# Supplied passage:
Pamela Ribon: Sealed With a Squish

Pamela Ribon: Sealed With a Squish
Photo By Todd V. Wolfson

May 30, 2000, Tuesday: First the backs of your legs get a bit numb and tingly. This usually soars up into your bottom, and you feel like maybe you aren't really sitting down or standing anymore, but rather floating around. You can't feel your toes. Your chest gets a bit tighter, and you can feel your heart hitting your ribcage. Your breath is quick. Your cheeks are flushed. You can feel every strand of hair on your head. Your ears tingle. Your fingers feel detached. You can shake your hands, you usually shake your hands, just to make sure the blood is still flowing there.

It feels like you drank a pot of coffee. You find yourself with an incredible amount of energy. You bounce up and down, or jump around, just to have something to do, or you'll just explode.

Your head is completely blank. All you can think about is how you've got to not suck.

Your mouth is terribly dry.

Your throat tightens, just a bit.

Your stomach is shaking hands with an organ you aren't familiar with.

You can't help but smile.

You feel invincible.

That's the feeling. That's the feeling right before you go on. Right before someone sees your work for the first time. Right before you make them laugh. That's what it's all for, really. I'm an addict for that feeling.

Pamela Ribon is a dynamo. It's difficult to imagine when she ever stops to take a breath. On the weekends, you'll find her onstage with local comedy theatre troupe Monks' Night Out or by herself in a one-woman show. During the week, somewhere in between her dot-com day job, her weekly column for the Austin-American Statesman's "Technopolis" section, her freelance work dubbing anime into English and writing catty recaps of trashy television shows for Mighty Big TV (www.mightybigtv.com), Pamie, as she is known to her readers, apprises the world of her life through her online diary Squishy.

Being a self-proclaimed "whore for the audience," Pamie was probably destined for this whole online diary business. While she kept paper-and-pen diaries as a girl to only moderate success, she was prolific when it came to stories and letters, typing fiction on a clunky manual typewriter at the age of 10 in a walk-in-closet-turned office, or writing 200-page missives to friends on a dare. The strongest indication that she was an online diarist just waiting to happen, however, came in high school. "I would write a story, and it would get passed around to everybody. And every week or every other day or whatever I would write the next chapter. People I didn't even know were coming up to me and asking, 'When are you writing the next installment?' I had no idea how much this was being circulated through the school, through my friends. It was just one notebook; I'd just write in it and it'd be passed along, and it'd come back to me and I'd write some more."

To bring you up to today, you need only change the notebook to an iBook, and the high school class to about 15,000 friends and strangers around the world who check in on the progress of her story every day. Between the hit counts, the long list of awards (including a legacy award from Diarist.net, the zenith of the online diarist community) it has garnered, and the amount of discussion and links it generates on other diarists' sites, Squishy is currently one of the most prominent online diaries there is.

# Listed entries:

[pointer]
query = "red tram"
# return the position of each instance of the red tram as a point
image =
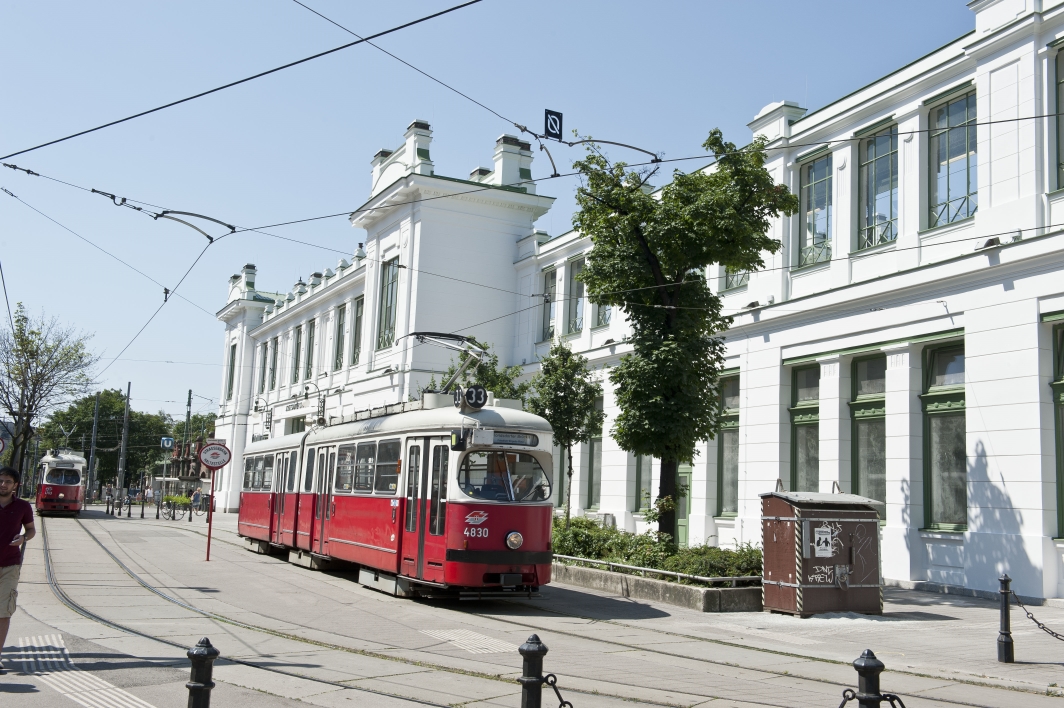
(62, 488)
(427, 499)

# Check your understanding:
A - In the profile of Pamela Ribon, what did Squishy receive from Diarist.net?
B - Go on with the profile of Pamela Ribon, starting right after its last sentence.

# Task answers:
A - A legacy award.

B -
Typical of her girl-power persona, Pamie started making Web pages in 1994 after her boyfriend at the time said that the Web was "not really for girls." She ran an online "identify the movie quote" contest that gave bonus points for successfully connecting the film by the notorious "Six Degrees of Kevin Bacon." Squishy was born in June of 1998 after Pamie, during a visit to San Francisco, met a friend of a friend who kept an online diary. Pamie started reading her site, and through it became acquainted with Beth and the Mighty Kymm (see "Eight Prominent Online Diarists"). Like many before and since, Pamie was inspired to start her own. "I thought, well, I need to write every day anyway because I was doing sketches for the comedy troupe, and writing every day would get me to improve," she explains. "It just kind of blew up."

And blown up it has, so much so that the audience can sometimes become a little overwhelming. "I think that some people feel a sense of entitlement. They feel like they know you. That they know who you are. That you're their friend. And it's flattering that they're concerned and that they care, but it's also ... they couldn't possibly. They don't know how I talk, what I look like, what I sound like. What I really am." Though she's never encountered any stalker-like behavior, Pamie has had her share of too-close-for-comfort brushes with readers, but she realizes it's par for the course.

"I'm a performer," she stresses. "So I'd really rather enjoy the constant feedback I get now, as opposed to when I first started out and got two or three e-mails a week.

Pamie's pop-culture sensibilities, sharp wit, almost manic energy gushes freely from her Squishy entries. When she's not writing about the quirky adventures of the performing life on Austin stages, relating conversations with her boyfriend Eric in her signature script form, rhapsodizing her weird cats, haranguing the Central Texas heat, she dips into her reservoir of stories about her delightfully bizarre family that moved dozens of times during her childhood.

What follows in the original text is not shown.